GOAL OF THE EXERCISE:
The lines of the records that include "below" should all be copied.

ENTRIES PROVIDED:
+++

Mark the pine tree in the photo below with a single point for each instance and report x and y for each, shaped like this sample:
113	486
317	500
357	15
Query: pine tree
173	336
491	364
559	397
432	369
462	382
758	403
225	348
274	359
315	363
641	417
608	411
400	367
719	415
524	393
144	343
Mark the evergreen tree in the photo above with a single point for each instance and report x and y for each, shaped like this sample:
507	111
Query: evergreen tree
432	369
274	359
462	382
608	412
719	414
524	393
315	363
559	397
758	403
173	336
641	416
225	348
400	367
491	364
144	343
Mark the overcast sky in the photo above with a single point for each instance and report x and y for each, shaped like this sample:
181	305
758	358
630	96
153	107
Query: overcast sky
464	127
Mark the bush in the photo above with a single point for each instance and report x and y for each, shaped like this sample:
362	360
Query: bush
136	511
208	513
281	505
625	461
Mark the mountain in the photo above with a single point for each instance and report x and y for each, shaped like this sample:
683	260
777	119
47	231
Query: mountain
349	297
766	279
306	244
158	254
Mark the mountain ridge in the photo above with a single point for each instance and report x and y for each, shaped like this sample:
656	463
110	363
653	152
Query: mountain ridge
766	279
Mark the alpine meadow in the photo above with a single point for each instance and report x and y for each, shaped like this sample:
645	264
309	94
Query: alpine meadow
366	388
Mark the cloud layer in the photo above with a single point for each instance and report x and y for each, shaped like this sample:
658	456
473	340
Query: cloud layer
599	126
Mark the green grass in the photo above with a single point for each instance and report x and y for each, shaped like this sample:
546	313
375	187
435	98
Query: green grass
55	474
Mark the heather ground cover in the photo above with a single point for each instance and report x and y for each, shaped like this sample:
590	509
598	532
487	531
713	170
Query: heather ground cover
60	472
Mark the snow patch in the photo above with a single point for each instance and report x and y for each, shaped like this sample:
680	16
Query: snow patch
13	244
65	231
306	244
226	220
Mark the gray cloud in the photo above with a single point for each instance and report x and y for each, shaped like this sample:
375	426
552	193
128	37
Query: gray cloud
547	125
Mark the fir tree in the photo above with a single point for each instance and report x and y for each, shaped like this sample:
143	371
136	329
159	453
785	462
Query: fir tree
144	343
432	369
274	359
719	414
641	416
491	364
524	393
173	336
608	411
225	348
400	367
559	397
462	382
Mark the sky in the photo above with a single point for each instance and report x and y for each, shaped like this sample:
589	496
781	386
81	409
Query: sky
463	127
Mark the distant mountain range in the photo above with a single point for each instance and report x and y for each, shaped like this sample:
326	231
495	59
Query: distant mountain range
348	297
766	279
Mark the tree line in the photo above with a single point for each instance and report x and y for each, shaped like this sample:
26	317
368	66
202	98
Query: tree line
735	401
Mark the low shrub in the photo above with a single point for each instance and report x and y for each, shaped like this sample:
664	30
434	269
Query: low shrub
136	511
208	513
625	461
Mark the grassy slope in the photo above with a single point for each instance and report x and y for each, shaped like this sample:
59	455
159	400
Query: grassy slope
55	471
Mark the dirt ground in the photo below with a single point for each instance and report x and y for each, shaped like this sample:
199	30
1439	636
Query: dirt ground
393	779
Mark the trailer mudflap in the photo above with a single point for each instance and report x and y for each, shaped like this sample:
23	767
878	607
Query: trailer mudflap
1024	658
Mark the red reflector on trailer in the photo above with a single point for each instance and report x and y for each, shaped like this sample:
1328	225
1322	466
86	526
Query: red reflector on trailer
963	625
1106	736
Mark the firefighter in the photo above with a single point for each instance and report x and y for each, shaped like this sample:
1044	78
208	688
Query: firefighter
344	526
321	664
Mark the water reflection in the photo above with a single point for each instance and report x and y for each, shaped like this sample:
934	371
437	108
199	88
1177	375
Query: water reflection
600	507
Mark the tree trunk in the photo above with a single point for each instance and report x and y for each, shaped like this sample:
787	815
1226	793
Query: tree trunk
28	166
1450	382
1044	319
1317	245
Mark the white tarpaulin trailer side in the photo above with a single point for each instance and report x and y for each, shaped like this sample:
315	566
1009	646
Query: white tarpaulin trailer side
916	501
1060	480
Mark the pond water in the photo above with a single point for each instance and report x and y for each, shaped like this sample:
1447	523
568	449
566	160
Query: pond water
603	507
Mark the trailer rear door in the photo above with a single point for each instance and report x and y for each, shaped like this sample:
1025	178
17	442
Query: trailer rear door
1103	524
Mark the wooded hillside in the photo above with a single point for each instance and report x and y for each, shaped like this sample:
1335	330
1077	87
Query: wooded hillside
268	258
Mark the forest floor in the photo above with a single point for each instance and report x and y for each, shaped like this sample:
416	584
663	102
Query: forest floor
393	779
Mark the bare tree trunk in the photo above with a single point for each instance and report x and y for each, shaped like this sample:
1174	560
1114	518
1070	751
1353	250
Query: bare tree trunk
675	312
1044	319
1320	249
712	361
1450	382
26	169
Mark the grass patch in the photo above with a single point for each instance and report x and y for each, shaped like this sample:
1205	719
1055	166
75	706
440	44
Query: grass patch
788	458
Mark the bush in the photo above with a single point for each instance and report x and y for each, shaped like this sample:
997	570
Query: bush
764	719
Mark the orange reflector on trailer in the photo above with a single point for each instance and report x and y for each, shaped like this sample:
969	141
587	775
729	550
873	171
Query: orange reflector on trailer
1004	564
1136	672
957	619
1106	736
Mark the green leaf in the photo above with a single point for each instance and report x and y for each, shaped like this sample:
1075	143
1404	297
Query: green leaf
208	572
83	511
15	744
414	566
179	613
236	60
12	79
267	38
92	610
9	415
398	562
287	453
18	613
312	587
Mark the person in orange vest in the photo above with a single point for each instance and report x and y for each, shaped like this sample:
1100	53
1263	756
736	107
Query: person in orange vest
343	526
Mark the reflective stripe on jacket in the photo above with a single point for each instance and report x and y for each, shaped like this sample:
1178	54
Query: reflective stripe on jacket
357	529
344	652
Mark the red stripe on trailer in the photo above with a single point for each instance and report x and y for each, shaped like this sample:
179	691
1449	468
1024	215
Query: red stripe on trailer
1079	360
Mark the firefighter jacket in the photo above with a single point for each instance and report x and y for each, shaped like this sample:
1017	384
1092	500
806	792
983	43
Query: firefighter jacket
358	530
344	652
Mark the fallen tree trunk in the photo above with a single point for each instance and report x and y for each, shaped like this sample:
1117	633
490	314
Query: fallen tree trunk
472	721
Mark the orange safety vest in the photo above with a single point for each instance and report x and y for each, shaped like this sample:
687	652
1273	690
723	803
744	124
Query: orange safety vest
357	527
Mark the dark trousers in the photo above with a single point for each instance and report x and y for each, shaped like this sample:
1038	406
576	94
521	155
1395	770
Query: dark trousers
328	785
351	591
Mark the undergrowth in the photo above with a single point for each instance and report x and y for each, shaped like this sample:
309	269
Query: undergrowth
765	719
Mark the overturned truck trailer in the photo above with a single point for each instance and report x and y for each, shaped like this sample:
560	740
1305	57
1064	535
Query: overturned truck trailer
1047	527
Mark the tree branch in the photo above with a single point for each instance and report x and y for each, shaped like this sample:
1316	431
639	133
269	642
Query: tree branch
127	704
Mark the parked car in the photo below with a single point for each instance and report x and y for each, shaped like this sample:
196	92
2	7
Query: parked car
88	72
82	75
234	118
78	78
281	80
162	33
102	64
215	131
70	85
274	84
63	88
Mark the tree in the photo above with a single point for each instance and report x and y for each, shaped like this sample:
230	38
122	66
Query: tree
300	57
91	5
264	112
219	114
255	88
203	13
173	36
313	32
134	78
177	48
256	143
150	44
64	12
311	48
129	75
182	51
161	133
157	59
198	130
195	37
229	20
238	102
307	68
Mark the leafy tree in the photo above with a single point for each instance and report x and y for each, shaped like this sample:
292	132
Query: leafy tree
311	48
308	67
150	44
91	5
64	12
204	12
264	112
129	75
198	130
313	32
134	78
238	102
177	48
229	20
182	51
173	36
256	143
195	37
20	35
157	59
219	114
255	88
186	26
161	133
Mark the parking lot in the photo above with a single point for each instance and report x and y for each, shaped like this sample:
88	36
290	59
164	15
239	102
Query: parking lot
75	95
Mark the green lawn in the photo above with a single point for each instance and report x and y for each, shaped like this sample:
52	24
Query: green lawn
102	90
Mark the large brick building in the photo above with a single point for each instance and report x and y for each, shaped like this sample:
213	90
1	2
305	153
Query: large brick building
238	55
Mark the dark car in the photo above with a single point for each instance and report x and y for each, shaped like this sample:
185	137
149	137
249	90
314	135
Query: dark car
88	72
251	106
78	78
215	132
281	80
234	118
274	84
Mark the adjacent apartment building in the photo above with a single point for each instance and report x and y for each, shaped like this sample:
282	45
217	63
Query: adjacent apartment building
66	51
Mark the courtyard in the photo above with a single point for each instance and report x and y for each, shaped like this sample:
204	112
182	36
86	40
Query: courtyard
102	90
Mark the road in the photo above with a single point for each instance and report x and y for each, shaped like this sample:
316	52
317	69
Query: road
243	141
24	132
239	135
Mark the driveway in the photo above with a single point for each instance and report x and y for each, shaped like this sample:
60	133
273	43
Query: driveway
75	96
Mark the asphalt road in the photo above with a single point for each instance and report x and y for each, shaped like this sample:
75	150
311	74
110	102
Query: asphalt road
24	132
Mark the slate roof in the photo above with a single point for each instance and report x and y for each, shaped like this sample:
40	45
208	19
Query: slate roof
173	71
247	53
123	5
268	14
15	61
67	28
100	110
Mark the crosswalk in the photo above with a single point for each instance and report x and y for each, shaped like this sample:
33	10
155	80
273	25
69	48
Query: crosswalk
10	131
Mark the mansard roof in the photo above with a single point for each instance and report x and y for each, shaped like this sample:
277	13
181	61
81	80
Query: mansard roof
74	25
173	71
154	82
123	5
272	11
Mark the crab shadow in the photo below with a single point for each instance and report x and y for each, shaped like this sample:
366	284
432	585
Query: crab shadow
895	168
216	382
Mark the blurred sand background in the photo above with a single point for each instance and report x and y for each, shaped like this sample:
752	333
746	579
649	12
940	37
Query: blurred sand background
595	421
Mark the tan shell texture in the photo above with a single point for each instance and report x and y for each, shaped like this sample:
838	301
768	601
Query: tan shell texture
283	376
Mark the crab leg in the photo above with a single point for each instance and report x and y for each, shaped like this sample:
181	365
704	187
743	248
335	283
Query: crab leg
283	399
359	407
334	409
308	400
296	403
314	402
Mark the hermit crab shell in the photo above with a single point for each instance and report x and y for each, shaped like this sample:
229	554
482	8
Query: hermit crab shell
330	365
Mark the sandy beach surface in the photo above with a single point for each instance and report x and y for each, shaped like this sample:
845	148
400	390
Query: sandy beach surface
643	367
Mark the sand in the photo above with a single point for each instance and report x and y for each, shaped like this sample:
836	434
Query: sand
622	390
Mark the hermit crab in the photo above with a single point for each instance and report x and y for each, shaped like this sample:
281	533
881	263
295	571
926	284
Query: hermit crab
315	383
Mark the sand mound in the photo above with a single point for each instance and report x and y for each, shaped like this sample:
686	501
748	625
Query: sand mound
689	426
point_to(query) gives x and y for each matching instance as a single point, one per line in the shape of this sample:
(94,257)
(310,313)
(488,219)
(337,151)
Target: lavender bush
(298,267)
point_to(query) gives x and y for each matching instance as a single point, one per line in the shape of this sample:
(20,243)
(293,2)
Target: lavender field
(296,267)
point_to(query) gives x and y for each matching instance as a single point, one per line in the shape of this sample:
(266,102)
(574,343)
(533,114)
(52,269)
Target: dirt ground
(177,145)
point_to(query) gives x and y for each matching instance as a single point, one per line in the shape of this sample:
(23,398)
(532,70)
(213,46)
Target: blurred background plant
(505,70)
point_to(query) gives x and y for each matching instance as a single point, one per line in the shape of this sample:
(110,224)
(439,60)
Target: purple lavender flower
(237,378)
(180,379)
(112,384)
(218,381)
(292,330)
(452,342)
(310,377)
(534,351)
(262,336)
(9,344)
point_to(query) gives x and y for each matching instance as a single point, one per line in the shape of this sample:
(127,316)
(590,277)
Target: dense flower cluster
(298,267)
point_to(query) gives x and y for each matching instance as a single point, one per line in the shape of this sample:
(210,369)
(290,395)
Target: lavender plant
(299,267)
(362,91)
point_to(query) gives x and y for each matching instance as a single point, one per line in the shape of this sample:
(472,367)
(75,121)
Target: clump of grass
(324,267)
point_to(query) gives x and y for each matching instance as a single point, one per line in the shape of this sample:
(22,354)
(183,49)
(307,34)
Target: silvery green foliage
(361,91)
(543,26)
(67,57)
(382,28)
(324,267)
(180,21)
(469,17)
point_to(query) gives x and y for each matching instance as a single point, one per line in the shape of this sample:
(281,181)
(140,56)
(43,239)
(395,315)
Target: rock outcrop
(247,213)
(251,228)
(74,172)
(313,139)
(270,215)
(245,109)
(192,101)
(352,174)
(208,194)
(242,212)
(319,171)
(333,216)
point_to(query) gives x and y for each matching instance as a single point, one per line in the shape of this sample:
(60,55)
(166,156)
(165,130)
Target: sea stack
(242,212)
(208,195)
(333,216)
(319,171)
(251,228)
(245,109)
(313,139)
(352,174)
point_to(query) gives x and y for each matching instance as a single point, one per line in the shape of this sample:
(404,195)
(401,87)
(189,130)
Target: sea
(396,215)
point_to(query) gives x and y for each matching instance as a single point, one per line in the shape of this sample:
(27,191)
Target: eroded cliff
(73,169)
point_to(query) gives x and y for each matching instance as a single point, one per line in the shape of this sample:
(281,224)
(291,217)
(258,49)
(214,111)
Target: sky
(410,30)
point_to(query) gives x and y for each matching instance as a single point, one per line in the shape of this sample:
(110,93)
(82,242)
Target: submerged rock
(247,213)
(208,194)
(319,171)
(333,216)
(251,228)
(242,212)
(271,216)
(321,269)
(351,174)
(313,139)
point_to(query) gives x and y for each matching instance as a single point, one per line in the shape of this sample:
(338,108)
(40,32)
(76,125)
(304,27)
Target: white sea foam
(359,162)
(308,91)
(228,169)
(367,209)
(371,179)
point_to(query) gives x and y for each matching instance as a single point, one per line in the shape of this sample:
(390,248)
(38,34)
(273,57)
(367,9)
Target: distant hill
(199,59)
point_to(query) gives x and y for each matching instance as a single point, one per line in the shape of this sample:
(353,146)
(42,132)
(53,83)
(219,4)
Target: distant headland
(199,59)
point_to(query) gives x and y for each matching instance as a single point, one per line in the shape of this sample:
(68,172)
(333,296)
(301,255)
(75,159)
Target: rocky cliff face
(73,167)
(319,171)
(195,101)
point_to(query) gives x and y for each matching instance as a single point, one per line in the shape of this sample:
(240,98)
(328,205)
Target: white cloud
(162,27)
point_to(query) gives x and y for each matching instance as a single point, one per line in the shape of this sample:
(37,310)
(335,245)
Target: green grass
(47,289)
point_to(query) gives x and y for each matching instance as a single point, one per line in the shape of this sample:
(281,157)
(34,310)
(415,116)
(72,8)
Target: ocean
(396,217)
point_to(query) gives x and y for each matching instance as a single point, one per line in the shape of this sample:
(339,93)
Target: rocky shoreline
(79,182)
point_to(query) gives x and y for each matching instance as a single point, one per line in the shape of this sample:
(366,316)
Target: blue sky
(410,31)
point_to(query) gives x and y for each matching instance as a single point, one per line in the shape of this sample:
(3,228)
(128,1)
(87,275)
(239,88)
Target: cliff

+++

REPLY:
Mark the pine tree in the photo below with a single point for each instance and report x and y for each, shaped like this sample:
Mark the dirt ground in the photo below with a single point for each instance and report x and y for each, shaped like this sample:
Mark the parked car in the photo below with a single point for each instance and report x and y for each, shaped like this sample:
Mark the crab shadow in the photo below with a single point for each instance and report x and y for each, shaped like this sample:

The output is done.